» What is required: Convert every line of the material below into a JSON list of strings, one string for each line, leaving out blank lines.

» Data supplied:
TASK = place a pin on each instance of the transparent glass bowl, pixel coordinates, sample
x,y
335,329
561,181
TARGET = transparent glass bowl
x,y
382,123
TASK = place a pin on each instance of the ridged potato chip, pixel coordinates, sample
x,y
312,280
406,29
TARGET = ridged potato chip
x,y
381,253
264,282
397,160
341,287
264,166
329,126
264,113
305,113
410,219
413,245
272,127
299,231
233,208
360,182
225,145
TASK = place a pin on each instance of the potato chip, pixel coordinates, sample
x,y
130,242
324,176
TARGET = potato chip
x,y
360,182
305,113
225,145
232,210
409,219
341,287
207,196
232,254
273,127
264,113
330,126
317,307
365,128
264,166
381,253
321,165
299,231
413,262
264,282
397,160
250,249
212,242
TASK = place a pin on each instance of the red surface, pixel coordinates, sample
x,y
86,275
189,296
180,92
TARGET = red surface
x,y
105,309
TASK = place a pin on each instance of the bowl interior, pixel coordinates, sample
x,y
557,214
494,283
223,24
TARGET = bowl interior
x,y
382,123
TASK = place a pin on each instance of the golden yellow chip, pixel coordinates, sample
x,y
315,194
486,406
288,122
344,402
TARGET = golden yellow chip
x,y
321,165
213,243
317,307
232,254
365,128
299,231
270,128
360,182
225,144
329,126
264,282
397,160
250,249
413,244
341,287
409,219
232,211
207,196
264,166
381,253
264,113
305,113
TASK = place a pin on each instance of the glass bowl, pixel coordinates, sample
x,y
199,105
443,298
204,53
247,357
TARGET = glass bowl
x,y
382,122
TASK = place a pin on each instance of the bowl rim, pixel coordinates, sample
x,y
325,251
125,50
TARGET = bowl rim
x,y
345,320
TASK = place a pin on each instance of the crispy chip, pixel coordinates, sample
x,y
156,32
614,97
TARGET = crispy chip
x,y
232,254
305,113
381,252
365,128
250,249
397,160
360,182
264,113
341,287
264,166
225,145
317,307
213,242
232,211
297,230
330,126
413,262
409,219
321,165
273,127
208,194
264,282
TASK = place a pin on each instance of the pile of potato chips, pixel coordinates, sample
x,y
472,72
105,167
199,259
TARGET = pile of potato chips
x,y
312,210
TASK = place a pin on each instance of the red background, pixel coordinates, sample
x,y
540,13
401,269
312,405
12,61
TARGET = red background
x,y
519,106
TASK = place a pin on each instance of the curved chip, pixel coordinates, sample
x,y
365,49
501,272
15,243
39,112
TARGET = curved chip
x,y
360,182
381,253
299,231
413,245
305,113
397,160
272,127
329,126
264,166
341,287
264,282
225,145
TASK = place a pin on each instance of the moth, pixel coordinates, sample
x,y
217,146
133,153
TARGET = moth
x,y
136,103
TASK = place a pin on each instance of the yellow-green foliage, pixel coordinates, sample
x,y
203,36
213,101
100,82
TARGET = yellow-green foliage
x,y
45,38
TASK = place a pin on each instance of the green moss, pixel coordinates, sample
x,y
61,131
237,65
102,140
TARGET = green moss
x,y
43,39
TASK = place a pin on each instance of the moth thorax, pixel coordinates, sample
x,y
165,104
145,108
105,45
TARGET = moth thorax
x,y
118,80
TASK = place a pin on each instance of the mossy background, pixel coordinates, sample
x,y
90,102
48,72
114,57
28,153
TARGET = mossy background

» Solution to this exercise:
[
  "TASK = place a pin on each instance of the transparent glass bowl, pixel coordinates, sample",
  "x,y",
  "335,329",
  "561,181",
  "TARGET = transparent glass bowl",
  "x,y",
  "382,123",
  "TASK = place a pin on each instance of the ridged potato chip, pixel coordinates, sample",
  "x,y",
  "312,280",
  "406,29",
  "TARGET = ridged potato chip",
  "x,y",
  "381,253",
  "264,282",
  "397,160",
  "341,287",
  "264,166",
  "329,126",
  "264,113",
  "305,113",
  "410,219",
  "413,245",
  "272,127",
  "299,231",
  "233,208",
  "360,182",
  "225,145",
  "TASK = place a pin on each instance of the potato chip, pixel coordinates, sample",
  "x,y",
  "130,242",
  "324,176",
  "TARGET = potato chip",
  "x,y",
  "360,182",
  "305,113",
  "225,145",
  "232,210",
  "409,219",
  "341,287",
  "207,196",
  "232,254",
  "273,127",
  "264,113",
  "330,126",
  "317,307",
  "365,128",
  "264,166",
  "381,253",
  "321,165",
  "299,231",
  "413,262",
  "264,282",
  "397,160",
  "250,249",
  "212,242",
  "TASK = place a pin on each instance of the red surface, pixel coordinates, sample",
  "x,y",
  "86,275",
  "189,296",
  "180,92",
  "TARGET = red surface",
  "x,y",
  "105,309",
  "TASK = place a pin on each instance of the bowl interior, pixel coordinates, sample",
  "x,y",
  "557,214",
  "494,283",
  "223,24",
  "TARGET = bowl interior",
  "x,y",
  "382,123",
  "TASK = place a pin on each instance of the golden yellow chip, pixel coordinates, sample",
  "x,y",
  "315,194",
  "486,406",
  "288,122",
  "344,402",
  "TARGET = golden yellow chip",
  "x,y",
  "321,165",
  "213,243",
  "317,307",
  "232,254",
  "365,128",
  "299,231",
  "270,128",
  "360,182",
  "225,144",
  "329,126",
  "264,282",
  "397,160",
  "250,249",
  "413,244",
  "341,287",
  "409,219",
  "232,211",
  "207,196",
  "264,166",
  "381,253",
  "264,113",
  "305,113",
  "TASK = place a pin on each instance of the glass bowl, pixel coordinates, sample",
  "x,y",
  "199,105",
  "443,298",
  "204,53",
  "247,357",
  "TARGET = glass bowl",
  "x,y",
  "382,122",
  "TASK = place a pin on each instance of the bowl rim, pixel coordinates, sample",
  "x,y",
  "325,251",
  "125,50",
  "TARGET = bowl rim",
  "x,y",
  "345,320",
  "TASK = place a pin on each instance of the crispy chip, pixel coordinates, sample",
  "x,y",
  "156,32",
  "614,97",
  "TARGET = crispy chip",
  "x,y",
  "232,254",
  "305,113",
  "381,252",
  "365,128",
  "250,249",
  "397,160",
  "360,182",
  "264,113",
  "341,287",
  "264,166",
  "225,145",
  "317,307",
  "213,242",
  "232,211",
  "297,230",
  "330,126",
  "413,262",
  "409,219",
  "321,165",
  "273,127",
  "208,194",
  "264,282",
  "TASK = place a pin on each instance of the pile of potato chips, pixel coordinates, sample",
  "x,y",
  "472,72",
  "105,167",
  "199,259",
  "TARGET = pile of potato chips",
  "x,y",
  "312,210",
  "TASK = place a pin on each instance of the red background, pixel coordinates, sample",
  "x,y",
  "540,13",
  "401,269",
  "312,405",
  "12,61",
  "TARGET = red background",
  "x,y",
  "519,106",
  "TASK = place a pin on each instance of the curved chip, pixel coordinates, sample",
  "x,y",
  "365,49",
  "501,272",
  "15,243",
  "39,112",
  "TARGET = curved chip",
  "x,y",
  "360,182",
  "381,253",
  "299,231",
  "413,245",
  "305,113",
  "397,160",
  "272,127",
  "329,126",
  "264,166",
  "341,287",
  "264,282",
  "225,145",
  "TASK = place a pin on each instance of the moth, pixel coordinates, sample",
  "x,y",
  "217,146",
  "133,153",
  "TARGET = moth",
  "x,y",
  "136,103",
  "TASK = place a pin on each instance of the yellow-green foliage, pixel coordinates, sample",
  "x,y",
  "203,36",
  "213,101",
  "100,82",
  "TARGET = yellow-green foliage",
  "x,y",
  "45,38",
  "TASK = place a pin on each instance of the green moss, pixel coordinates, sample",
  "x,y",
  "61,131",
  "237,65",
  "102,140",
  "TARGET = green moss",
  "x,y",
  "43,39",
  "TASK = place a pin on each instance of the moth thorax, pixel coordinates, sample",
  "x,y",
  "165,104",
  "145,108",
  "105,45",
  "TARGET = moth thorax",
  "x,y",
  "118,80",
  "TASK = place a pin on each instance of the mossy background, pixel coordinates, sample",
  "x,y",
  "90,102",
  "48,72",
  "114,57",
  "28,153",
  "TARGET = mossy background"
]